### Exercise aim
Your task is to print the material below exactly as presented.
## begin
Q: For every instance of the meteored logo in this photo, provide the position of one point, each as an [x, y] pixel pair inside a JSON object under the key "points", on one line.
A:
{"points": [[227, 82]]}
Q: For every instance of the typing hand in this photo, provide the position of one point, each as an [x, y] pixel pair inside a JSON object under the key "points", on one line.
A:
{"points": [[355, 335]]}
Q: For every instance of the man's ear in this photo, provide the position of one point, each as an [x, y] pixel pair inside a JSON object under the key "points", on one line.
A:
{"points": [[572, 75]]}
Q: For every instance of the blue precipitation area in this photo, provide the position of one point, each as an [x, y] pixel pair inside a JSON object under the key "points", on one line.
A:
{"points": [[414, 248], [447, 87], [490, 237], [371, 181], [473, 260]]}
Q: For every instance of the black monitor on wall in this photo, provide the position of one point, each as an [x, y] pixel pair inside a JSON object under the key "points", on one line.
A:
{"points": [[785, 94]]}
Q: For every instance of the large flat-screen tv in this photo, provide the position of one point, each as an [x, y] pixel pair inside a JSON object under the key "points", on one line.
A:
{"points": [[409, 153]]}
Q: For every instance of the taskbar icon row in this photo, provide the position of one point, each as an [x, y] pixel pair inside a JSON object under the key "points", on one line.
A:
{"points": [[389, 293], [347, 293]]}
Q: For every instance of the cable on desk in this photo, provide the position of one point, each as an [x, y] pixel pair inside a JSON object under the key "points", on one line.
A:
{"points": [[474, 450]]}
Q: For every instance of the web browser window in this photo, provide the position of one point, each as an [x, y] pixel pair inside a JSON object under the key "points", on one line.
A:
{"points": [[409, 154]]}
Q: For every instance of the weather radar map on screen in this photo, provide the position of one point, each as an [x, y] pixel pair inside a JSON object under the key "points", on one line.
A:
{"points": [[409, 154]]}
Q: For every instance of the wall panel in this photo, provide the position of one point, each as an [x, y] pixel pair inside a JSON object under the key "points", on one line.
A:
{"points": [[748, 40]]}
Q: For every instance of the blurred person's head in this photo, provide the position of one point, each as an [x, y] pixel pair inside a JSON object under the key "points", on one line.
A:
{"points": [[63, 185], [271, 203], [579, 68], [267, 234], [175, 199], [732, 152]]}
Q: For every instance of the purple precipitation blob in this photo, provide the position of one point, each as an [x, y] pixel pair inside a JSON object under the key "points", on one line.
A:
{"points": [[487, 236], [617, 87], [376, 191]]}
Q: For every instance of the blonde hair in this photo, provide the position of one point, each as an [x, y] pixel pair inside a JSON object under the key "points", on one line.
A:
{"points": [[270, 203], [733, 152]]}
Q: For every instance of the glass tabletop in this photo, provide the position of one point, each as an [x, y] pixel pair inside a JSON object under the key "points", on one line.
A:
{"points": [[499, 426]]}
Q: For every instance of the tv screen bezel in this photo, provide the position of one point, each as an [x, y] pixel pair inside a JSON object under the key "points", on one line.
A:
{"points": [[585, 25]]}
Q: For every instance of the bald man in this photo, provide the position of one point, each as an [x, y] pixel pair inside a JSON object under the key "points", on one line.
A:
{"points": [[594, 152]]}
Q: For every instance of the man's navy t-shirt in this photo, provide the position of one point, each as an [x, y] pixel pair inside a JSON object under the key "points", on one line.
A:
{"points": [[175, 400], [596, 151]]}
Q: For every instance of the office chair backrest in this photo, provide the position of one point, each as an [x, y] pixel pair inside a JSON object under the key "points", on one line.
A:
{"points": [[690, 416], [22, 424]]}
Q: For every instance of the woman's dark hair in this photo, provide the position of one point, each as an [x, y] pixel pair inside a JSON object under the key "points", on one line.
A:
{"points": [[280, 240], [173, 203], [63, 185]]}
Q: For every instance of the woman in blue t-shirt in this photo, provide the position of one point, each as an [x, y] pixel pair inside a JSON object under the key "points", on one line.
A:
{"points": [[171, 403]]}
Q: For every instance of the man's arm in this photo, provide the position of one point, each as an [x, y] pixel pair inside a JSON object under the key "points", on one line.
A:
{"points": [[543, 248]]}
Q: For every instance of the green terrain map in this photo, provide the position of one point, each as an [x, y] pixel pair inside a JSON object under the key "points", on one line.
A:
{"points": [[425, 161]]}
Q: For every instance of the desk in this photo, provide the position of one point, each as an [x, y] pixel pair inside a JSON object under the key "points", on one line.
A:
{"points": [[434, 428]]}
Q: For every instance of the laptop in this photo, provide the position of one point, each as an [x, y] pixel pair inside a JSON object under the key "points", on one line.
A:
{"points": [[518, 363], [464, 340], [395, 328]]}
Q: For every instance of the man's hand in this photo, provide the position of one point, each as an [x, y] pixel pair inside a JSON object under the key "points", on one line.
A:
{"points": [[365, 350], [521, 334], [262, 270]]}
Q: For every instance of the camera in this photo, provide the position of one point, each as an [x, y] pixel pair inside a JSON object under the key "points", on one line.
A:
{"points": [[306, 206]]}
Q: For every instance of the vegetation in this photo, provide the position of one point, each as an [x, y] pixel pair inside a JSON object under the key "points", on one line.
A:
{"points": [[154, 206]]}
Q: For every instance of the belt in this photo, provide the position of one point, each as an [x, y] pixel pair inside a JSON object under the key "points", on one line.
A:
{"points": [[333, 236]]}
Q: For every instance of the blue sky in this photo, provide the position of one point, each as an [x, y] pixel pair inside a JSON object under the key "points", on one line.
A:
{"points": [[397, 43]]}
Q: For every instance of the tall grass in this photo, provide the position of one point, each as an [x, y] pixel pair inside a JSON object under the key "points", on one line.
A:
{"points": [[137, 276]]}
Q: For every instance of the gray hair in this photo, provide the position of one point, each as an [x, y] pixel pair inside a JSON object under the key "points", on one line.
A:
## end
### Exercise solution
Q: For every instance of the meteored logo in this photo, provide the position of one point, each as an [x, y] pixel pair inside a JSON object under the key "points", on one line.
A:
{"points": [[227, 82]]}
Q: For every instance of the typing hand in this photo, provide the position of one point, each as an [x, y] pixel pair inside a JSON object under the key "points", on one line.
A:
{"points": [[355, 335]]}
Q: For every instance of the man's ear in this photo, provide the position of one point, each as an [x, y] pixel pair inside a JSON object under the key "points", on one line.
A:
{"points": [[572, 75]]}
Q: For every instance of the blue precipitation area in this photo, provide the position of one point, each as an [x, y] pixel pair inside a JSON object under the key "points", on one line.
A:
{"points": [[414, 248], [447, 87], [490, 237], [371, 181], [473, 260]]}
Q: For every instance of the black monitor on wall in this photo, provide the position of one point, each as an [x, y] pixel pair inside a JSON object under the key "points", on one line.
A:
{"points": [[785, 94]]}
Q: For every instance of the large flat-screen tv in this photo, provide the position of one point, each as an [x, y] pixel pair inside a JSON object under the key "points", on one line.
A:
{"points": [[409, 153]]}
Q: For every instance of the taskbar icon row in this photo, provide the position of one point, each as an [x, y] pixel pair inside a JSON object under the key "points", on one line.
A:
{"points": [[389, 293], [347, 293]]}
Q: For every instance of the cable on desk in this photo, provide the position of one point, each as an [x, y] pixel pair inside a JSON object under the key "points", on one line.
A:
{"points": [[474, 450]]}
Q: For every instance of the web browser window in this photo, provide the position of one point, each as an [x, y] pixel pair inside a JSON object under the key "points", on one line.
A:
{"points": [[409, 154]]}
Q: For every instance of the weather radar map on screen in this photo, provide the position of one point, each as an [x, y] pixel pair inside a JSON object under the key "points", on one line.
A:
{"points": [[409, 154]]}
Q: For every instance of the wall panel in this photo, provide the position of one point, each as an [x, y] pixel pair inside a JSON object under the key "points", on one line.
A:
{"points": [[748, 40]]}
Q: For every instance of the blurred person's head in this photo, provide the position of one point, each as an [x, y] pixel pair inside a JSON object under the key "points", on one line.
A:
{"points": [[63, 185], [271, 203], [579, 68], [267, 234], [175, 199], [732, 152]]}
Q: For every instance of the purple precipitation blob in this photo, provide the position of one point, each as an [x, y] pixel pair inside a JSON object under the key "points", on one line.
A:
{"points": [[487, 236], [617, 87], [376, 191]]}
Q: For every instance of the blonde hair in this photo, provide the position of one point, each as an [x, y] pixel pair inside a JSON object under the key "points", on one line.
A:
{"points": [[270, 203], [733, 152]]}
Q: For every instance of the glass tabletop in this photo, provide the position of one point, each as an [x, y] pixel pair inside a JSON object under the key "points", on one line.
A:
{"points": [[499, 426]]}
Q: For every instance of the tv screen bezel in this photo, provide the position of one point, each as an [x, y] pixel pair inside a JSON object under the key "points", on one line.
A:
{"points": [[585, 25]]}
Q: For every instance of the bald man in this photo, provide the position of one point, each as an [x, y] pixel pair inside a JSON object under the key "points", on one line.
A:
{"points": [[594, 152]]}
Q: For every instance of the man's navy t-shirt in this photo, provide the position of one point, each as an [x, y] pixel pair inside a JSON object under the key "points", on one line.
A:
{"points": [[175, 400], [596, 151]]}
Q: For every instance of the office chair backrest in this photo, provide the position of one point, each as an [x, y] pixel pair inside a JSON object under the key "points", on one line.
A:
{"points": [[690, 416], [22, 424]]}
Q: For every instance of the woman's dark hair in this photo, provide the position of one point, each as an [x, y] pixel pair inside a JSON object under the key "points", on one line.
A:
{"points": [[280, 240], [173, 203], [63, 185]]}
Q: For every instance of the woman in blue t-shirt in this photo, provide the position of one point, each as an [x, y] pixel pair inside a JSON object under the key "points", on one line.
A:
{"points": [[171, 403]]}
Q: For every instance of the man's arm in this photo, provide the position of one point, each as an [x, y] pixel pair inside a JSON object under the key "points", on one line.
A:
{"points": [[543, 248]]}
Q: For every instance of the green terrain map in this photo, provide the position of one point, each as an [x, y] pixel pair inside a JSON object under the key "points", on one line.
A:
{"points": [[425, 161]]}
Q: For every instance of the desk in this photo, provide the position of one point, each as an [x, y] pixel pair inside a JSON object under the key "points", on one line.
A:
{"points": [[434, 428]]}
Q: For every instance of the laptop in this photo, provide the position of one point, each as an [x, y] pixel pair inside a JSON object under the key "points", on one line.
A:
{"points": [[518, 363], [464, 340], [395, 328]]}
Q: For every instance of the man's hand in this photo, provide the position of one point, each as an [x, y] pixel pair inside a JSON object under the key "points", on one line.
A:
{"points": [[365, 350], [521, 334], [262, 270]]}
Q: For every instance of the camera in this photo, provide the position of one point, each as an [x, y] pixel pair inside a JSON object under the key "points", on one line.
A:
{"points": [[306, 206]]}
Q: For every instance of the vegetation in this photo, provide the position of one point, each as an [x, y] pixel pair inside a JSON object under the key "points", on one line.
A:
{"points": [[154, 206]]}
Q: For every instance of the belt in this photo, provide the position of one point, each as an [x, y] pixel pair inside a JSON object under the key "points", on one line.
A:
{"points": [[333, 236]]}
Q: For every instance of the blue sky in this photo, provide the position of one point, each as an [x, y] pixel pair inside a JSON object under the key "points", on one line.
A:
{"points": [[397, 43]]}
Q: For every instance of the tall grass in this photo, provide the position of one point, each as an [x, y] pixel pair inside a JSON object under the key "points", on one line.
A:
{"points": [[137, 276]]}
Q: For every instance of the gray hair in this photo, provide the position of one point, each as an [x, y] pixel pair inside a JSON object under the key "points", on one line.
A:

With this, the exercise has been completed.